It would help if you retyped the data exactly, leaving out the pictures.

****

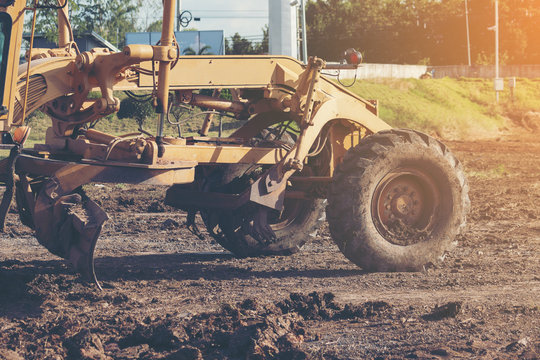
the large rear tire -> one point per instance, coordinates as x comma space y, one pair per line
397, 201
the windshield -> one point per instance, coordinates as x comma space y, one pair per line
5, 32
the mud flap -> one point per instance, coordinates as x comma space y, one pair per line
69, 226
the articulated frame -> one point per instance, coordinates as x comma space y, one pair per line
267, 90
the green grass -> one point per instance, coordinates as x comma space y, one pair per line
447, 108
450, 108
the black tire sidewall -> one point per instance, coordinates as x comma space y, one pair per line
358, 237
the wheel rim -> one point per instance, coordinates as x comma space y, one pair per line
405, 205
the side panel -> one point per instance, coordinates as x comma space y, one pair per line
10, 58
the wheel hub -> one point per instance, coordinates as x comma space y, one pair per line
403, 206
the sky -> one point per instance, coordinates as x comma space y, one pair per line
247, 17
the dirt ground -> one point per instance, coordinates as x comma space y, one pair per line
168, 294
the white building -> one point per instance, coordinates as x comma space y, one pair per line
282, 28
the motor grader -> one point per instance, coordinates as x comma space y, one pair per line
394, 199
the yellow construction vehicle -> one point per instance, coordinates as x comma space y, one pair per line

****

§ TASK RESULT
the large rear tire -> one point per instance, coordinates as x comma space y, one pair per line
397, 201
the windshield -> one point per instance, coordinates as x comma space y, one pair per line
5, 32
the mud flap -> one point per instance, coordinates as x comma space y, one pair per line
69, 226
the articulated frame -> one point per instance, coordinates as x comma space y, one pair per line
267, 90
the green grass -> one point per instance, coordinates as x comma space y, one pair per line
447, 108
450, 108
the black tire sidewall -> one point per instance, coordinates as x comma space y, one pair per line
358, 237
the wheel rim -> one point per instance, coordinates as x comma space y, one pair per line
405, 205
the side panel -> one point per instance, coordinates as x comma space y, one pair per line
10, 58
the wheel hub -> one point per instance, coordinates as x comma space y, one pair per line
403, 206
the sky -> one point per instance, coordinates as x comma space y, one pair per line
247, 17
the dirt ground -> one point per instance, coordinates as x comma space y, one pair per line
168, 294
the white building -> one point per instance, coordinates as x comma space y, one pair per line
282, 28
the motor grader -> one point per instance, coordinates as x comma space y, one pair per line
394, 199
the yellow construction vehicle -> one point per instance, coordinates as x comma space y, one pair per line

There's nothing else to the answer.